[begin Data for the task]

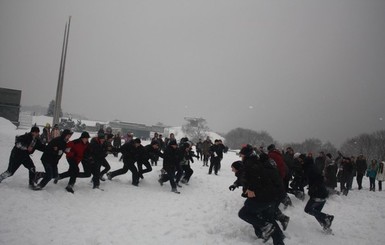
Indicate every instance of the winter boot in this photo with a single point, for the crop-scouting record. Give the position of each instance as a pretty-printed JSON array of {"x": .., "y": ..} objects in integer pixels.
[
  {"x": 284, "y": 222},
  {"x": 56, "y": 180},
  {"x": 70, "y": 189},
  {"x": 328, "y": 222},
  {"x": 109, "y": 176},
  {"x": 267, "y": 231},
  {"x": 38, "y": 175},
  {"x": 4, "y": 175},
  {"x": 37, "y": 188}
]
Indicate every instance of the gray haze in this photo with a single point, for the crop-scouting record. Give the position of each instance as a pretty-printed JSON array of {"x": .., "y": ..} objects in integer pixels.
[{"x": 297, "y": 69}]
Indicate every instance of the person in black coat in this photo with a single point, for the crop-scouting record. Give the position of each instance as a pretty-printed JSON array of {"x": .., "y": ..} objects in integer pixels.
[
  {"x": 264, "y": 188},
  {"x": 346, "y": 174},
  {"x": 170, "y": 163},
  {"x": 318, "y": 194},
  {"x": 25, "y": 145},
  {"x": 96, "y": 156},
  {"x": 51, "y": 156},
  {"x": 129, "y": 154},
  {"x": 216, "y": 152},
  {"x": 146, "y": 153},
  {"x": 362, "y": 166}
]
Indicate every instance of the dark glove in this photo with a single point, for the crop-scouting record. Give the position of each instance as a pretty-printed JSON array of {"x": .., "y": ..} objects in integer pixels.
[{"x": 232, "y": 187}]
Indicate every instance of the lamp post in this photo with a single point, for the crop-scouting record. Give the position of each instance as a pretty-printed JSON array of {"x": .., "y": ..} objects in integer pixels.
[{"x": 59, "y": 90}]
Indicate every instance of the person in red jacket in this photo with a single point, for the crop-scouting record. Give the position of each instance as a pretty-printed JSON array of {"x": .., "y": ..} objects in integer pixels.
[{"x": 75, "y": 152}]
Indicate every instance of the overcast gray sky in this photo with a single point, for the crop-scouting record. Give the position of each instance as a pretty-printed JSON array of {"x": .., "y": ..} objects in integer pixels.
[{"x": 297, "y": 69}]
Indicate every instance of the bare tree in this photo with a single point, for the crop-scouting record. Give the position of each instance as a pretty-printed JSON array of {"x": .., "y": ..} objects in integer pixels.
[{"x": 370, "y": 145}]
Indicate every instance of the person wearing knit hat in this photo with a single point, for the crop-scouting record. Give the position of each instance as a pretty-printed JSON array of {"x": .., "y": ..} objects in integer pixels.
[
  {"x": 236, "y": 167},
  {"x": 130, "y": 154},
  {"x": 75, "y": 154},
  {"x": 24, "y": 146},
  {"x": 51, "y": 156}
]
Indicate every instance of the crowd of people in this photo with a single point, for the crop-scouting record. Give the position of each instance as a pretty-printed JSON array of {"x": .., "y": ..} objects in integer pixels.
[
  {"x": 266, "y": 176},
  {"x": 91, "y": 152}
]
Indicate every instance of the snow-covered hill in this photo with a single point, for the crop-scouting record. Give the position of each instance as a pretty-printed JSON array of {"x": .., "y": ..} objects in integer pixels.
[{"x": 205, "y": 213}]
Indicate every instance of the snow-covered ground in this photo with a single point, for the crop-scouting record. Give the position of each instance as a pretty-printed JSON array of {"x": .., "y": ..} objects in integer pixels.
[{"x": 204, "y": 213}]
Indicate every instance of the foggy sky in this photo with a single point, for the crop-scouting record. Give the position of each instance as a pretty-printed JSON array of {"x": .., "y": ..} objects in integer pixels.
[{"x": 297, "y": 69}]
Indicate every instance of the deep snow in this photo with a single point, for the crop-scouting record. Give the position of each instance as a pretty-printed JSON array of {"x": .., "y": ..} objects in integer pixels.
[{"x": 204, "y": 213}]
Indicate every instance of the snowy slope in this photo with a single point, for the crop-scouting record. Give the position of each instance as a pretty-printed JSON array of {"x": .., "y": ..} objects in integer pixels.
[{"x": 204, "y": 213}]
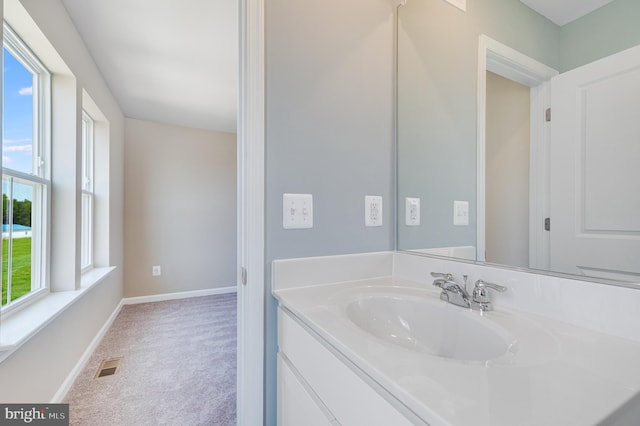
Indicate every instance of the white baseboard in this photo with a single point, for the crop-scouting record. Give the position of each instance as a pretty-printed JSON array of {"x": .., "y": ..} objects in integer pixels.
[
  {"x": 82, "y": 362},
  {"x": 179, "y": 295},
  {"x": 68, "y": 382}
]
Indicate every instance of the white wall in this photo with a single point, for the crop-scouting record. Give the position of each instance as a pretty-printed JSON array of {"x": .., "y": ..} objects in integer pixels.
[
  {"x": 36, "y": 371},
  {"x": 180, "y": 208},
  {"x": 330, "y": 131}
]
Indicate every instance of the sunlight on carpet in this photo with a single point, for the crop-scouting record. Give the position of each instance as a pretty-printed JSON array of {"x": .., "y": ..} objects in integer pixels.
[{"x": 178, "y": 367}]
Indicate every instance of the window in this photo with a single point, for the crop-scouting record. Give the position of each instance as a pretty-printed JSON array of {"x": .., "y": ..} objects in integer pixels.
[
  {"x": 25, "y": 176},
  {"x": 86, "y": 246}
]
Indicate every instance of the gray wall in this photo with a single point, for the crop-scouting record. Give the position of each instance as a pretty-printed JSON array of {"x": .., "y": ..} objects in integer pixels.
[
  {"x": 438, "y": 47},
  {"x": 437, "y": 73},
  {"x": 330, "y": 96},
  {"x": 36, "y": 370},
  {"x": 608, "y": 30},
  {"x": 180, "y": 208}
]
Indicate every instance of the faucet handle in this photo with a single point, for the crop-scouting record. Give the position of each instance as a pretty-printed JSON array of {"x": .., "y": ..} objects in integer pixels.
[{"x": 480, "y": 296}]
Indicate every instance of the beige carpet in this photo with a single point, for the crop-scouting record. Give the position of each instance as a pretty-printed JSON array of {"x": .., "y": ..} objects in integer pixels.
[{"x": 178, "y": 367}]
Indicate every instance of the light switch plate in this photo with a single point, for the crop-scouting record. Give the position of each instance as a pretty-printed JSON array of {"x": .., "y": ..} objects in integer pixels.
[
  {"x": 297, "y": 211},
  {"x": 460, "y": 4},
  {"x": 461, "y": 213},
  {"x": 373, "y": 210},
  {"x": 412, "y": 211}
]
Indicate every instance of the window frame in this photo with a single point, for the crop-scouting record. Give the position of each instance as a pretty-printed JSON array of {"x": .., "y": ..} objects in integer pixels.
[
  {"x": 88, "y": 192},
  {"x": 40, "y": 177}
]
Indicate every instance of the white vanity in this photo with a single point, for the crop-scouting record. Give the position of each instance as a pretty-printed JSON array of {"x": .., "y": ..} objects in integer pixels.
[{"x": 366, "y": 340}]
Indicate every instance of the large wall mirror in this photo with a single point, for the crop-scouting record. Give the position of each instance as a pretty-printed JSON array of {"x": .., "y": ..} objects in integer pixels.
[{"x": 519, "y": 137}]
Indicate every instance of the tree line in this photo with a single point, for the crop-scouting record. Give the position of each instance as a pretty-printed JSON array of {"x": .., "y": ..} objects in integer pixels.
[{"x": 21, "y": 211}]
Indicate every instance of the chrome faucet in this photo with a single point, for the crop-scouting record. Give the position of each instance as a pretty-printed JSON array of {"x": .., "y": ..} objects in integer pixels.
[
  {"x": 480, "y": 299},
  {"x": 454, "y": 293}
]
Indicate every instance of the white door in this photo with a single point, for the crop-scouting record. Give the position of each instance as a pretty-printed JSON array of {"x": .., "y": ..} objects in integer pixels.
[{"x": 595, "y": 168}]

[end Data for the task]

* Direction
Write out the listing word for word, omitting the pictures it holds.

* Task output
Indicate every instance of the winter boot in this photo with a single point, for the crop-scouting record. Give the position of each instance as a pretty-printed JSON array of {"x": .., "y": ..} objects in integer pixels.
[
  {"x": 284, "y": 222},
  {"x": 56, "y": 180},
  {"x": 70, "y": 189},
  {"x": 328, "y": 222},
  {"x": 109, "y": 176},
  {"x": 267, "y": 231},
  {"x": 38, "y": 175},
  {"x": 4, "y": 175},
  {"x": 37, "y": 188}
]
Indicate every instance of the gray haze in this photo with a single point, for the crop-scouting record. Give the position of each instance as a pretty-printed JSON array of {"x": .., "y": ..} objects in integer pixels.
[{"x": 297, "y": 69}]
Indicate every instance of the person in black coat in this photo with a single point, for the crop-scouting record. Give the position of each instance as a pretty-printed JSON array of {"x": .., "y": ..} objects in integer pixels.
[
  {"x": 264, "y": 188},
  {"x": 346, "y": 174},
  {"x": 170, "y": 163},
  {"x": 318, "y": 194},
  {"x": 25, "y": 145},
  {"x": 96, "y": 156},
  {"x": 51, "y": 156},
  {"x": 129, "y": 154},
  {"x": 216, "y": 152},
  {"x": 146, "y": 153},
  {"x": 362, "y": 166}
]
Indicate every instance of the dark glove in this photo with a single point, for the crop-scouting record. Give the position of each instance as a pretty-printed JSON array of {"x": .., "y": ..} objects in integer pixels.
[{"x": 232, "y": 187}]
Indicate every instance of the lamp post in this photo with a single point, for the crop-scouting record. Give the position of each instance as a pretty-printed JSON array of {"x": .., "y": ..} objects in integer pixels.
[{"x": 59, "y": 90}]
Indicate every instance of the person in red jacket in this photo with a single point, for the crop-scouting record. Give the position of each instance as a pretty-printed JSON array of {"x": .., "y": ..} objects in integer pixels.
[{"x": 75, "y": 152}]
Indicate every instance of the overcast gray sky in this photo with a single point, for the crop-scouting record. Give the position of each instance as a pretty-printed JSON array of {"x": .., "y": ..} objects in integer pixels.
[{"x": 297, "y": 69}]
Indicate every instance of the bare tree in this photo with a single point, for the crop-scouting record. Give the position of each instance as a pretty-printed JSON array of {"x": .., "y": ..} objects in integer pixels.
[{"x": 370, "y": 145}]
Indicate every instance of the person wearing knit hat in this photo with a single point, for the crop-scouting record. Give the position of each instance as a pretty-printed JSON array of {"x": .., "y": ..} objects in integer pixels.
[
  {"x": 236, "y": 167},
  {"x": 130, "y": 154},
  {"x": 75, "y": 154},
  {"x": 24, "y": 146},
  {"x": 51, "y": 156}
]
Indicate every instance of the crowd of people in this photo with a single point, for the crop-scouting record. Give the position of each instance as a pretty-printed JSON array of {"x": .., "y": ..} objects in integer pixels.
[
  {"x": 266, "y": 176},
  {"x": 91, "y": 152}
]
Indicate every instance of the snow-covered hill in this photo with a single point, for the crop-scouting record. Give the position of each instance as a pretty-printed JSON array of {"x": .., "y": ..} objects in integer pixels.
[{"x": 205, "y": 213}]
Indicate every instance of the snow-covered ground in this photo with a single point, for the crop-scouting record. Give the position of each instance as a pretty-printed JSON array of {"x": .., "y": ..} objects in integer pixels.
[{"x": 204, "y": 213}]
Indicate every instance of the foggy sky in this photo with a single point, for the crop-scouting record. Give the position of each instance as a pretty-printed JSON array of {"x": .., "y": ..} objects in integer pixels.
[{"x": 297, "y": 69}]
Indicate every instance of the deep snow in this photo with a single point, for the crop-scouting record. Give the position of each instance as a pretty-printed JSON array of {"x": .., "y": ..} objects in integer pixels.
[{"x": 204, "y": 213}]
Indicate every instance of the snowy slope in this photo with a single point, for the crop-scouting record. Give the position of each instance as a pretty-printed JSON array of {"x": .., "y": ..} objects in integer pixels.
[{"x": 204, "y": 213}]
Indicate every instance of the white baseboard in this photo with a single point, for the crop-scouting record. Give the position of each instance as a pretty-printed JSON array of {"x": .., "y": ..} objects in integer pixels.
[
  {"x": 82, "y": 362},
  {"x": 179, "y": 295},
  {"x": 68, "y": 382}
]
Indicate every instance of the white wall in this photo with a single point, for the crop-scouting record. Give the position of each instance as a pretty-printed JSON array of {"x": .., "y": ..} objects in integer pixels.
[
  {"x": 36, "y": 371},
  {"x": 180, "y": 208},
  {"x": 330, "y": 131}
]
Indicate every instance of the sunlight on carpet in this photo with a single point, for the crop-scouting record. Give the position of each instance as a pretty-printed JSON array of {"x": .., "y": ..} objects in integer pixels.
[{"x": 178, "y": 367}]
Indicate every instance of the window in this photo with a single point, for the crop-scouting record. Give the position of each instance as a pretty-printed JSON array of {"x": .., "y": ..} objects in integer pixels.
[
  {"x": 25, "y": 176},
  {"x": 86, "y": 246}
]
Indicate every instance of the gray wall in this photo with a single point, for the crop-scouting record. Give the position of each instance as a pretty-printed JSON array of {"x": .., "y": ..} objects in integer pixels.
[
  {"x": 438, "y": 47},
  {"x": 437, "y": 73},
  {"x": 330, "y": 96},
  {"x": 36, "y": 370},
  {"x": 608, "y": 30},
  {"x": 180, "y": 208}
]
Indicate every instance of the faucet handle in this photo with a single point, for the crop-scouting record. Give the position of each instance as a pretty-printed JSON array of {"x": .., "y": ..} objects in integer pixels.
[{"x": 480, "y": 296}]
Indicate every instance of the beige carpet in this photo with a single point, for the crop-scouting record. Give the position of each instance as a pretty-printed JSON array of {"x": .., "y": ..} objects in integer pixels.
[{"x": 178, "y": 367}]
Indicate every instance of the light switch plate in this photo with a single point, for the crop-scouting record. Give the position of each instance as a pretty-printed JSON array of {"x": .., "y": ..} objects in integer pixels.
[
  {"x": 297, "y": 211},
  {"x": 460, "y": 4},
  {"x": 461, "y": 213},
  {"x": 373, "y": 210},
  {"x": 412, "y": 211}
]
Indicate every instance of the window frame in this photo with a single point, for the crop-scouting record. Give the position of each instance as a pretty-printed JSON array of {"x": .., "y": ..} objects in integer pixels.
[
  {"x": 88, "y": 192},
  {"x": 40, "y": 177}
]
Indicate every instance of the white vanity in this photo with a single point, for the crop-scouting record. Give the position of each instance as a pretty-printed JSON array of {"x": .., "y": ..} objects in integer pixels.
[{"x": 366, "y": 340}]
Indicate every instance of the large wall mirror in this photo with a single point, for the crop-scouting record. Give the position of each instance as a pretty-printed JSON array of {"x": .., "y": ..} objects in integer pixels.
[{"x": 519, "y": 137}]
Indicate every instance of the tree line in this photo with a single point, for the crop-scouting record. Give the position of each instance as a pretty-printed JSON array of {"x": .., "y": ..} objects in integer pixels.
[{"x": 21, "y": 211}]
Indicate every instance of the chrome faucet in this photo with a single point, for the crop-scouting record. Give the position of each instance as a pretty-printed JSON array of {"x": .., "y": ..} objects in integer pixels.
[
  {"x": 480, "y": 299},
  {"x": 454, "y": 293}
]
Indicate every instance of the white door in this photo with a single point, for the crop-scouting record. Give the position of each instance as a pretty-printed JSON array of {"x": .., "y": ..} objects in integer pixels.
[{"x": 595, "y": 168}]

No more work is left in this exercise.